• _Work to be completed_: What do the lines from the one containing "The function MUST return, for every instance of the fender" through the end of the entries say? Quote them exactly, and only them.

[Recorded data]

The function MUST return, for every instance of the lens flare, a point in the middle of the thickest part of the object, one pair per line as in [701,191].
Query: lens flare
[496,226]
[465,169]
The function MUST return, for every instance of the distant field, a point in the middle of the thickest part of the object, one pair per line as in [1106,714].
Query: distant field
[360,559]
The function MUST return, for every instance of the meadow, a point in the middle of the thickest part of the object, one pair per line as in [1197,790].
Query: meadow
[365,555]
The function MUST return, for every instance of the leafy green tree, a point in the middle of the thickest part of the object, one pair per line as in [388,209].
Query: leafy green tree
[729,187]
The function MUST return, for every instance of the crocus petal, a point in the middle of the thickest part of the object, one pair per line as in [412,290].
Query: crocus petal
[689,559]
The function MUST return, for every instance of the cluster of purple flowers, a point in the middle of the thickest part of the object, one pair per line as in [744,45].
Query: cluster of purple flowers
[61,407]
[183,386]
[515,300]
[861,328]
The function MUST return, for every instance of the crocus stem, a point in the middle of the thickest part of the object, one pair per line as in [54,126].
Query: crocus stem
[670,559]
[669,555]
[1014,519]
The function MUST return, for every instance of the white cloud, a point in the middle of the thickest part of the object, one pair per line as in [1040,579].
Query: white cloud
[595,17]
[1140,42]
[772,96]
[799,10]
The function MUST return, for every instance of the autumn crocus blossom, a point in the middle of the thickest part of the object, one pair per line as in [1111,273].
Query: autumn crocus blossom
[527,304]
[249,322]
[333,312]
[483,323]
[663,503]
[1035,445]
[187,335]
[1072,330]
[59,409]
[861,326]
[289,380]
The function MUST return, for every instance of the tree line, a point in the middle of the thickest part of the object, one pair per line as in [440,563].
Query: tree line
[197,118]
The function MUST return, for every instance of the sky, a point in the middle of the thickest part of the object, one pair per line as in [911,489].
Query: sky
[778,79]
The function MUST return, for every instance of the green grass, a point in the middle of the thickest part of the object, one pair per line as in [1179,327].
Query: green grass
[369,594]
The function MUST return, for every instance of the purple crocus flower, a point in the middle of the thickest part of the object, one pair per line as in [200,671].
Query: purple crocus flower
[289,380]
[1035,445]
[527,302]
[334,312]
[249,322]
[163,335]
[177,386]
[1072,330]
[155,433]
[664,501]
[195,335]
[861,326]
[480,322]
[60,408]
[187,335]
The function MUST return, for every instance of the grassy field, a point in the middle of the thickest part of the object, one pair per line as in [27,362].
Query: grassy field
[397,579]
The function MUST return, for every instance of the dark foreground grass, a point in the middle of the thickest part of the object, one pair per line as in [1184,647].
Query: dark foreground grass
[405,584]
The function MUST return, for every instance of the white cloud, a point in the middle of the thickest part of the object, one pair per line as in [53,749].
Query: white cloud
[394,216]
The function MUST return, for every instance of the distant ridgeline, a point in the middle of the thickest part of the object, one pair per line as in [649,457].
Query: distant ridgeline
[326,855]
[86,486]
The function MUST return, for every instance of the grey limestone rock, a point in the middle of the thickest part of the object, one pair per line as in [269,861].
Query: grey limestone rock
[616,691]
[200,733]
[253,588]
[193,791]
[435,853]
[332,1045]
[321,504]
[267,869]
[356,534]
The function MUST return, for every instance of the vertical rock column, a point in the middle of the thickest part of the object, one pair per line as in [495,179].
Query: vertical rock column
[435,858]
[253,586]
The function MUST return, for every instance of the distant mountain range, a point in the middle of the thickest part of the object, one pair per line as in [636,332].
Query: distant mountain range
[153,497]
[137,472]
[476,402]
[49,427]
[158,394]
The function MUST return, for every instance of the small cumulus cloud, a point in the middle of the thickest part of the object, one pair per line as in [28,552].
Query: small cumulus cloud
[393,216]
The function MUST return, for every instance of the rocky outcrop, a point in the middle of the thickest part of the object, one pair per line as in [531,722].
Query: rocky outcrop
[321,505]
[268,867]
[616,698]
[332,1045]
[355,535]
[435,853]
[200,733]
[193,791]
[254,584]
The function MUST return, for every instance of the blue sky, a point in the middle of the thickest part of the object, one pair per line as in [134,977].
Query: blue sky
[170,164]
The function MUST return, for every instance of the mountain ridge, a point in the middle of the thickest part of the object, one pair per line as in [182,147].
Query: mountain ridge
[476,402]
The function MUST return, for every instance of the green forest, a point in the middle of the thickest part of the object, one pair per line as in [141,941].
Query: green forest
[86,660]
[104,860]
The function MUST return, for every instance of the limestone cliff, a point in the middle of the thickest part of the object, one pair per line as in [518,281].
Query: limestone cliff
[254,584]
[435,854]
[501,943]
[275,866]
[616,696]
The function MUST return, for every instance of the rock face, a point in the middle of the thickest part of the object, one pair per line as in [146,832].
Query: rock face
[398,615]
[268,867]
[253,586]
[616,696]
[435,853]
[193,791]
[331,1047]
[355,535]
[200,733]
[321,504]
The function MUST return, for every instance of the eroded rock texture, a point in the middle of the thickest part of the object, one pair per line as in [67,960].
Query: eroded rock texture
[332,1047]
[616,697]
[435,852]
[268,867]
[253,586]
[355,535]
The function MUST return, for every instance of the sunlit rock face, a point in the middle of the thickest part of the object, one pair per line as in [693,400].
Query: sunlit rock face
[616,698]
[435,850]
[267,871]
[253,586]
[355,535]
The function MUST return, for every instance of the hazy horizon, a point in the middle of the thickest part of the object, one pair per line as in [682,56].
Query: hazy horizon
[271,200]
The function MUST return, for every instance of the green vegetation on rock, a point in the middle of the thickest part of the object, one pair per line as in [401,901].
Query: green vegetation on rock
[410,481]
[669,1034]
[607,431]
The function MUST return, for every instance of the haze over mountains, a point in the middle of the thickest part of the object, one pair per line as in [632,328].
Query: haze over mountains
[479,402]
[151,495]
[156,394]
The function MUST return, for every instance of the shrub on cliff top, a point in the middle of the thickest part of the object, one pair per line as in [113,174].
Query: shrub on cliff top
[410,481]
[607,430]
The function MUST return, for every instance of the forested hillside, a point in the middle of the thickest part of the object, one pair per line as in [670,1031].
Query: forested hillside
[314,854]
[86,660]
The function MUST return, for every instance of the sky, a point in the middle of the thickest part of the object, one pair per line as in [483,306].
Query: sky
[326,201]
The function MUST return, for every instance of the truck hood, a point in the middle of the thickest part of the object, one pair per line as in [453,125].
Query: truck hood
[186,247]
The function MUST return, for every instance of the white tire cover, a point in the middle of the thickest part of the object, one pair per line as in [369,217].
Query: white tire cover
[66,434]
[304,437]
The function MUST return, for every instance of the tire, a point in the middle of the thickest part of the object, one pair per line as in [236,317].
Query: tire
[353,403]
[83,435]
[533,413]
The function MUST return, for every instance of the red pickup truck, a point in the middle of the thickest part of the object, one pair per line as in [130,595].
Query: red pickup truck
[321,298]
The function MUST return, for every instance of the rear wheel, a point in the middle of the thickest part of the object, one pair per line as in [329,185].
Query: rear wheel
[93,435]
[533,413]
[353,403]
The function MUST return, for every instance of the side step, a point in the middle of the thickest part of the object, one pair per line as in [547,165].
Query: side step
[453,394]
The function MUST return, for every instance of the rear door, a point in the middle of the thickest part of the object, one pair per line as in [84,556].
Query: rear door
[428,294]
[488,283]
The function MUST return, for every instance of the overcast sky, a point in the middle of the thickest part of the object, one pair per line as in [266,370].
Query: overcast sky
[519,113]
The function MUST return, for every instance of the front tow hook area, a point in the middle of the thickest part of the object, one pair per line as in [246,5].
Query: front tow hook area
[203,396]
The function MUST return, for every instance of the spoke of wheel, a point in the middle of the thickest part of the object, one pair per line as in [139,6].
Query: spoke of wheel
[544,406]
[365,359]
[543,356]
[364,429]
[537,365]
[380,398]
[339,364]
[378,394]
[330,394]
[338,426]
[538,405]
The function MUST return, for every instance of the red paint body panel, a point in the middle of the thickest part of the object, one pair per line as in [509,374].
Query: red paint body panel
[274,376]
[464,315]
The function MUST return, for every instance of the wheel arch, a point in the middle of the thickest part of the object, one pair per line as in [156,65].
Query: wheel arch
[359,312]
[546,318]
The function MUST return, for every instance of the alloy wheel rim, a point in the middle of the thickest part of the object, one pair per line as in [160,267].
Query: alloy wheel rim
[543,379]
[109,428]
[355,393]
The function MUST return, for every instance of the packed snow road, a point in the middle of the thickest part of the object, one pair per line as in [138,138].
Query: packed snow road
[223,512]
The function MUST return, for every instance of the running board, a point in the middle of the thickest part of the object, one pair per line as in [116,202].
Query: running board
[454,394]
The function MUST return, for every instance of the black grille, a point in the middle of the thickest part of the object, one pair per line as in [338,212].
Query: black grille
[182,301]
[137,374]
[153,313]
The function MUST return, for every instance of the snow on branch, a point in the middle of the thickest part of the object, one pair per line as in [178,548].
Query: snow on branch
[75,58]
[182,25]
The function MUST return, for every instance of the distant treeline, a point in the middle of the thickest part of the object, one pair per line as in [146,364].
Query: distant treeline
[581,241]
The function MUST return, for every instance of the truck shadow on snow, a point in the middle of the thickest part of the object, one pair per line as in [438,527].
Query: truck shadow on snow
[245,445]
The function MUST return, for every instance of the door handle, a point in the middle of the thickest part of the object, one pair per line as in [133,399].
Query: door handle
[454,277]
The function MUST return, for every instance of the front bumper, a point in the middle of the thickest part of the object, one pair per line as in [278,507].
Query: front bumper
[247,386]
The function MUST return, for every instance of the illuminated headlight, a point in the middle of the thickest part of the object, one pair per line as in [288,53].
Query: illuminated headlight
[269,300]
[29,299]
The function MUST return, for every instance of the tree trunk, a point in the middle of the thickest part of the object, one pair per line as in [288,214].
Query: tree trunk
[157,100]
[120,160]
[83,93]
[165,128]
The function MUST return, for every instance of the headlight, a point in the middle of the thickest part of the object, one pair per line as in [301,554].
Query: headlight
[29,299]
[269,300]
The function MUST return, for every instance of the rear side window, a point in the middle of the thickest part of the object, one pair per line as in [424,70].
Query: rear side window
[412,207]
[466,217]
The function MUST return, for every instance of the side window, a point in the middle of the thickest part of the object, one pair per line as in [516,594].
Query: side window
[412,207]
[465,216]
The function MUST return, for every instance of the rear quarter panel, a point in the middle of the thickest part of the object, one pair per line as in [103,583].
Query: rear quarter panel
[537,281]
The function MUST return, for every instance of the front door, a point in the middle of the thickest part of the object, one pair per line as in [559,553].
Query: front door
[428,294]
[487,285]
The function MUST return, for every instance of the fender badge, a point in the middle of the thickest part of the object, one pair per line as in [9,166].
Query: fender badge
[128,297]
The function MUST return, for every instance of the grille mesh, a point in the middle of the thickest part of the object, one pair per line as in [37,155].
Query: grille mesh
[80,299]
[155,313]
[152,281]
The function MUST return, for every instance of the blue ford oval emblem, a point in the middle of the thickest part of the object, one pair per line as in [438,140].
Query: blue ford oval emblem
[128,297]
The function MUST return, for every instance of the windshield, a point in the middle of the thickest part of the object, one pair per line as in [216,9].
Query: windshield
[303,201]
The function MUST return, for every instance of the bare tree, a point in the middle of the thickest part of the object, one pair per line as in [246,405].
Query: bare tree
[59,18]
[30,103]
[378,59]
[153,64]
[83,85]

• _Answer to this exercise_:
The function MUST return, for every instance of the fender badge, a point in the middle of the thickest part of the object, one pair per line as in [9,166].
Query: fender badge
[128,297]
The function MUST return, for every instance of the grille mesh, a point in the middle of the thickest part of the object, one pair per line as in [37,155].
Query: grille mesh
[80,299]
[155,313]
[152,281]
The function MUST return, for every instance of the blue ford oval emblem, a point in the middle of the thickest part of the object, one pair per line as in [438,140].
Query: blue ford oval emblem
[128,297]
The function MUST return, for every instance of the windshield, a point in the middle of the thickest part of the object, one pair per line as in [216,9].
Query: windshield
[303,201]
The function MUST return, for every instance of the bare tree, a point in the middle of the thickest part of the object, one pair per line as in [246,405].
Query: bare tree
[59,18]
[30,103]
[378,59]
[153,64]
[83,85]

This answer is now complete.